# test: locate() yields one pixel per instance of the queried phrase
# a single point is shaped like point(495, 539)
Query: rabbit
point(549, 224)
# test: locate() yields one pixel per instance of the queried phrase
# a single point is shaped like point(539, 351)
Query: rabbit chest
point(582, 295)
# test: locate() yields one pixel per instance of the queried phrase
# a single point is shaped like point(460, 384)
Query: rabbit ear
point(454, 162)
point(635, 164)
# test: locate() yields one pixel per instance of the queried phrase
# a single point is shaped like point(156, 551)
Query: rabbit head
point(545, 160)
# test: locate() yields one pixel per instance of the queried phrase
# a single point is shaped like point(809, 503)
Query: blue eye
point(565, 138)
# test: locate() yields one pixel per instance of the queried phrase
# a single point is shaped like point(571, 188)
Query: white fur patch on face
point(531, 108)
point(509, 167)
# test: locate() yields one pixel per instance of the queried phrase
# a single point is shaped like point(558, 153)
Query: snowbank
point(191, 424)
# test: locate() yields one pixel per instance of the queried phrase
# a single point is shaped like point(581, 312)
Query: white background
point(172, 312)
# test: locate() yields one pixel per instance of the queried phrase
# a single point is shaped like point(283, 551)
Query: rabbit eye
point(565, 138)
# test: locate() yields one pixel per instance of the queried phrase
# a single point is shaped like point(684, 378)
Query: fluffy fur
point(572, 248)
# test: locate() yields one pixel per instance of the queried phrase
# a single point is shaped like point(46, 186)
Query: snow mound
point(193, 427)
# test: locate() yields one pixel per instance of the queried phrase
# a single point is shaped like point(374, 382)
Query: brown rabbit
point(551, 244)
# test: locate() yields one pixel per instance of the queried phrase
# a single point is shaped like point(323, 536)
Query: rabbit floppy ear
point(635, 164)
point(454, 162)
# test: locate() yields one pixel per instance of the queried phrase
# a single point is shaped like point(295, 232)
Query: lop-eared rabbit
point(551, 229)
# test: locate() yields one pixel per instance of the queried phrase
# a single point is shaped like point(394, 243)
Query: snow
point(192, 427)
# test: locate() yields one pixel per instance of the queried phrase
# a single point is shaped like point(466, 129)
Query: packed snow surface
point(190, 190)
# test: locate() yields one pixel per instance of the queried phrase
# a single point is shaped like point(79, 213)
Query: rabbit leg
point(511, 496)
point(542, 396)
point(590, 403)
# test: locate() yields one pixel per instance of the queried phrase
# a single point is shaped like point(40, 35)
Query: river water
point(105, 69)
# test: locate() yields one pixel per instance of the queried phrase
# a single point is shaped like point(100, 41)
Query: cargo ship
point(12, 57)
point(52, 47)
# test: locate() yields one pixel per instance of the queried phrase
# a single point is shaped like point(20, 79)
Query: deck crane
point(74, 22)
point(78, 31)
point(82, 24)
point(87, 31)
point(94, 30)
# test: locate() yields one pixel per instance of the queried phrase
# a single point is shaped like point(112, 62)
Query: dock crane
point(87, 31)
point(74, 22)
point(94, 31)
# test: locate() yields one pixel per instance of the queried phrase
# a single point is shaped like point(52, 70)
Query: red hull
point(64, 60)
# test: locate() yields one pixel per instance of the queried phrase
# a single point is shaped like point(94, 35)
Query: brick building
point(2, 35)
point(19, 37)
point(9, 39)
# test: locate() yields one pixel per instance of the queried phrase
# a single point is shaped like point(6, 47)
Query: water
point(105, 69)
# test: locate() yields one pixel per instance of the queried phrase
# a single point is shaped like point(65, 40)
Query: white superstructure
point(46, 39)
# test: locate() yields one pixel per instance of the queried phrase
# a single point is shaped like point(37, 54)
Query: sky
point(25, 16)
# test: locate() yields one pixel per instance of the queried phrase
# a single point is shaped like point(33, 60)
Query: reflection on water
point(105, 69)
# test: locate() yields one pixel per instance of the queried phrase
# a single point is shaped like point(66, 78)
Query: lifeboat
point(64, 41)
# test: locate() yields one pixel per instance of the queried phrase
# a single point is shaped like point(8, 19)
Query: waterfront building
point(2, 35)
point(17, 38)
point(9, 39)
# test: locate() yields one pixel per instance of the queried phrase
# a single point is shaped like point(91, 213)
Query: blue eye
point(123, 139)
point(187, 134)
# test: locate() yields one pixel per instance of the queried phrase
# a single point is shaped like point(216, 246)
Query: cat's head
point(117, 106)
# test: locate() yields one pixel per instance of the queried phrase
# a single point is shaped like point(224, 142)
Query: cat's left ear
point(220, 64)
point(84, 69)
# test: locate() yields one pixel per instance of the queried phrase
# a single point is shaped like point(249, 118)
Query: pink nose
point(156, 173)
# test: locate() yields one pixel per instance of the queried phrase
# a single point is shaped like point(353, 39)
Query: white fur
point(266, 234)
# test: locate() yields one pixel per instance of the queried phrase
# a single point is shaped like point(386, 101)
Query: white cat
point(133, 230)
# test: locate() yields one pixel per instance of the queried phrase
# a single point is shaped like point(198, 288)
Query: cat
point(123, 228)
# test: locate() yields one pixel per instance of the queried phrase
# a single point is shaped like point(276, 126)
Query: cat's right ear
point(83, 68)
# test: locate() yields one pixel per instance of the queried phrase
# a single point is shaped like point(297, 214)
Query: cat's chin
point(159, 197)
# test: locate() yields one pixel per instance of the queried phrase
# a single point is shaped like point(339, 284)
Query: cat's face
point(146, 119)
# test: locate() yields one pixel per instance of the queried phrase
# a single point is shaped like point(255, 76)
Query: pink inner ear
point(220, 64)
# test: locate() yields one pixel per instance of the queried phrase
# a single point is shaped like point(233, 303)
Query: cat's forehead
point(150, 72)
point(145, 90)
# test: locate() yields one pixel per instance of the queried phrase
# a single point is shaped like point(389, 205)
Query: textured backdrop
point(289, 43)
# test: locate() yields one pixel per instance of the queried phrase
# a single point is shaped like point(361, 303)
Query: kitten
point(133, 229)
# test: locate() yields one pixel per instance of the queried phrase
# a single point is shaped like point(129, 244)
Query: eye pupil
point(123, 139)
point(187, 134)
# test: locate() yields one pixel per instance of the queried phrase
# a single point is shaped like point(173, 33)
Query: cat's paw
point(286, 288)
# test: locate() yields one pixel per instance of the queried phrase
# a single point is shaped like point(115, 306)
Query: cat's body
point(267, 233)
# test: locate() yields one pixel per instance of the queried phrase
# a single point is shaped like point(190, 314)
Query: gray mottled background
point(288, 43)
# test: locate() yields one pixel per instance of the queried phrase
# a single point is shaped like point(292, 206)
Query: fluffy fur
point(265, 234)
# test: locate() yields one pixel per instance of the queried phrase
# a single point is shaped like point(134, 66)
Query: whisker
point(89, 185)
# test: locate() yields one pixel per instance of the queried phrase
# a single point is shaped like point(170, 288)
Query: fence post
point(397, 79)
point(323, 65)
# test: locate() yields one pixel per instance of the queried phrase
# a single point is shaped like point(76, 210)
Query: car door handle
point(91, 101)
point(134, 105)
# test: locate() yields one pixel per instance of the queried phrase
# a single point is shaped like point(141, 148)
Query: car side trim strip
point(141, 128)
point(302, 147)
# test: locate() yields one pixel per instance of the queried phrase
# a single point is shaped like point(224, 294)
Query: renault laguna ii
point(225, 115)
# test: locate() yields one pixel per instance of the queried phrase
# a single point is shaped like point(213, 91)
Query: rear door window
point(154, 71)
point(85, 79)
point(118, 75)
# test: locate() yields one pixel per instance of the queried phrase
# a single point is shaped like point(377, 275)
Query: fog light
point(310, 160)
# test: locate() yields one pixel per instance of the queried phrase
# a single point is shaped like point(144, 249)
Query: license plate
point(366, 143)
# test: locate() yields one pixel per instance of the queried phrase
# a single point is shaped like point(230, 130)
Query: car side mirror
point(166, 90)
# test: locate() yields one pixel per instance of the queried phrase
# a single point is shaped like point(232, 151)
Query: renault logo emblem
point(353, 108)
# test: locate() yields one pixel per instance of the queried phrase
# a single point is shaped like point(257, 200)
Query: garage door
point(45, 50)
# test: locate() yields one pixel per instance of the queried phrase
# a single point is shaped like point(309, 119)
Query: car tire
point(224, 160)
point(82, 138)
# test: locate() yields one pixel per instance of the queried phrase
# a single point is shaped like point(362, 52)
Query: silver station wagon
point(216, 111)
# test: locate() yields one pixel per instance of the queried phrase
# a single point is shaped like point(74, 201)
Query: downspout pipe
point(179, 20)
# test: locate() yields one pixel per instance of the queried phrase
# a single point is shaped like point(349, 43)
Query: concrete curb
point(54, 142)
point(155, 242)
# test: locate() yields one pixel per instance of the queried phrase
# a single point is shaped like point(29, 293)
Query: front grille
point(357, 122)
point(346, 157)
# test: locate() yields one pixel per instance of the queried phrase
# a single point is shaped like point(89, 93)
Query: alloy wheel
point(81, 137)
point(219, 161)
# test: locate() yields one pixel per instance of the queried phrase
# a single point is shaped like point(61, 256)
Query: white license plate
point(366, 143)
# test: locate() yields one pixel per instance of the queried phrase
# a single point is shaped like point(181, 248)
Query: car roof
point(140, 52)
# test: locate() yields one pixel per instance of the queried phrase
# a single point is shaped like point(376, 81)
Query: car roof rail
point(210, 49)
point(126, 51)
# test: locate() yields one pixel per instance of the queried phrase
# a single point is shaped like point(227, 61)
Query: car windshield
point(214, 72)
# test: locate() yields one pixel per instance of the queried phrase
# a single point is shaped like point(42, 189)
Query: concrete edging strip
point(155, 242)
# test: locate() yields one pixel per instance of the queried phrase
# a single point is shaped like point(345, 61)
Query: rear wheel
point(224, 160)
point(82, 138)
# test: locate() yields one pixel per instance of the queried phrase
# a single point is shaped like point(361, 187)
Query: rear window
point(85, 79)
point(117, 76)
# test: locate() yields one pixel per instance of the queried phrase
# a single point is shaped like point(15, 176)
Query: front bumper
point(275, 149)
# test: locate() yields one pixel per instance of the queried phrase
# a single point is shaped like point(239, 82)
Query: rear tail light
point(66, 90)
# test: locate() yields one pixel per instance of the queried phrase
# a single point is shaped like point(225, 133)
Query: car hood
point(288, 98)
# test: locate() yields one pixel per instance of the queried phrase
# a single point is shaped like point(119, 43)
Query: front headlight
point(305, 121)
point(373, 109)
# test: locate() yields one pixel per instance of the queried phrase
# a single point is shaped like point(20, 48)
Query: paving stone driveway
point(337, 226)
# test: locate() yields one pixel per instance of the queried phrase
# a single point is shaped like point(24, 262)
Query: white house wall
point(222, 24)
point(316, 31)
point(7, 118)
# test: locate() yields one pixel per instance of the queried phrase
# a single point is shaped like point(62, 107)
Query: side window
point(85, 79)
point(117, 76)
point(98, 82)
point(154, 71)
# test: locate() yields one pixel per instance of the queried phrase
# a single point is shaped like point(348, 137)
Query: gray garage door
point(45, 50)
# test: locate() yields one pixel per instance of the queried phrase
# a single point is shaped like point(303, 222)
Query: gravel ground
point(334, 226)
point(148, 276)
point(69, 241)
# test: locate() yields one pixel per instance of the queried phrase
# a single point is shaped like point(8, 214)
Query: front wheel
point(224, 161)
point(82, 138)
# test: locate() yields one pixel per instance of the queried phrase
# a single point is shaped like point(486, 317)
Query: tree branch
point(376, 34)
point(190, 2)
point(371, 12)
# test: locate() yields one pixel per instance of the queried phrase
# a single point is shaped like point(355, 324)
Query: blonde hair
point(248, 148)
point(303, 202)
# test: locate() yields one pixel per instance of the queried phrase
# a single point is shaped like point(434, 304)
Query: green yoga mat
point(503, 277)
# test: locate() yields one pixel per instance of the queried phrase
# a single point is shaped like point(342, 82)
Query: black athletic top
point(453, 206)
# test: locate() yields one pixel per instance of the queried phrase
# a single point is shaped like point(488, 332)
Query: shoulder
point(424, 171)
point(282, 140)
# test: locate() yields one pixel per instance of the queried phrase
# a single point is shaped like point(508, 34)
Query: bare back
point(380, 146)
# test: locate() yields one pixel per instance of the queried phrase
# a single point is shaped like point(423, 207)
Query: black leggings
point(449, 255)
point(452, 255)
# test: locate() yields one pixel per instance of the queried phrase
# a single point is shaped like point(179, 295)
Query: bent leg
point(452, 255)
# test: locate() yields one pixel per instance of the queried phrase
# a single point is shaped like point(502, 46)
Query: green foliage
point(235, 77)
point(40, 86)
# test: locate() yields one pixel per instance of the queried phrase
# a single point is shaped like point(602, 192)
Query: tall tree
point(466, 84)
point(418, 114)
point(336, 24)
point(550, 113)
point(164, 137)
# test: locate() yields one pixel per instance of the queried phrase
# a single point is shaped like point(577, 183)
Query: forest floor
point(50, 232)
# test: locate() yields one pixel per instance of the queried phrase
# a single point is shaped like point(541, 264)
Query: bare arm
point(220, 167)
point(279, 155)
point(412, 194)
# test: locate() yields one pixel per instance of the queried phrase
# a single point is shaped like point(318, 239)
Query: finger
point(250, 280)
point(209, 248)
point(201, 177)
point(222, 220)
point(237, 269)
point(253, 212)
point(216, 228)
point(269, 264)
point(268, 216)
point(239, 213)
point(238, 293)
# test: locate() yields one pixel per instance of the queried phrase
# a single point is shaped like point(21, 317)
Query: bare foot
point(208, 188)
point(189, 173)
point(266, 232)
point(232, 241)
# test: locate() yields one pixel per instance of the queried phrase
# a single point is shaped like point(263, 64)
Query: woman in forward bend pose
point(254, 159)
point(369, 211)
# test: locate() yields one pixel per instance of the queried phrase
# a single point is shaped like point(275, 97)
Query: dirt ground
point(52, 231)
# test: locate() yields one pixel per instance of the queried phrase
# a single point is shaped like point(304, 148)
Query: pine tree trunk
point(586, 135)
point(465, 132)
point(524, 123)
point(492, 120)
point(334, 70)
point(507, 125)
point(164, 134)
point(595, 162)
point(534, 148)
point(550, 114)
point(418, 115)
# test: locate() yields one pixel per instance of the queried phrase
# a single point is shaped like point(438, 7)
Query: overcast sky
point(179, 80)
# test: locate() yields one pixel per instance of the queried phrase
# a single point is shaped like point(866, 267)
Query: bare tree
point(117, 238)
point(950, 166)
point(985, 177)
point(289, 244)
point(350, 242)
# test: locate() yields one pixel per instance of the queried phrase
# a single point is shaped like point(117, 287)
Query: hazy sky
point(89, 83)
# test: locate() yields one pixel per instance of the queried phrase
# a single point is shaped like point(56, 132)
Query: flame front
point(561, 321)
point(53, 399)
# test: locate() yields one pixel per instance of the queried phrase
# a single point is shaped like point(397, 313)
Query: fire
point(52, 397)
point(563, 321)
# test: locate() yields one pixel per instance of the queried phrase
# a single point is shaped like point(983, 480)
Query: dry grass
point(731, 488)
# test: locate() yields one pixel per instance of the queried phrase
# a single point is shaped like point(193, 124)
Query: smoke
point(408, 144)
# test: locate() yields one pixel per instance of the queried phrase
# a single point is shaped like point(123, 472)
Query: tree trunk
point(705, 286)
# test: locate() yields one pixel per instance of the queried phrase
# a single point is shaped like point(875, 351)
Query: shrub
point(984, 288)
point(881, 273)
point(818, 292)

**SHORT PROBLEM:**
Rewrite the rows from the start through the line containing "point(509, 167)", inclusive, swapping "rabbit" for "hare" and leaving everything else unchanged.

**ANSWER TO THIS PROBLEM:**
# test: locate() yields one pixel per instance of the queried phrase
# a single point is shaped like point(495, 539)
Query: hare
point(549, 224)
# test: locate() yields one pixel per instance of the queried phrase
# a single point is shaped like point(539, 351)
Query: hare chest
point(582, 295)
# test: locate() yields one pixel per instance of the queried phrase
# a single point is shaped like point(460, 384)
Query: hare ear
point(454, 162)
point(635, 164)
# test: locate() yields one pixel per instance of the queried phrase
# a single point is shaped like point(156, 551)
Query: hare head
point(545, 160)
# test: locate() yields one pixel per instance of the queried phrase
# a single point is shaped like point(809, 503)
Query: blue eye
point(565, 138)
# test: locate() yields one pixel per instance of the queried phrase
# a single point is shaped like point(571, 188)
Query: white fur patch on face
point(531, 108)
point(509, 167)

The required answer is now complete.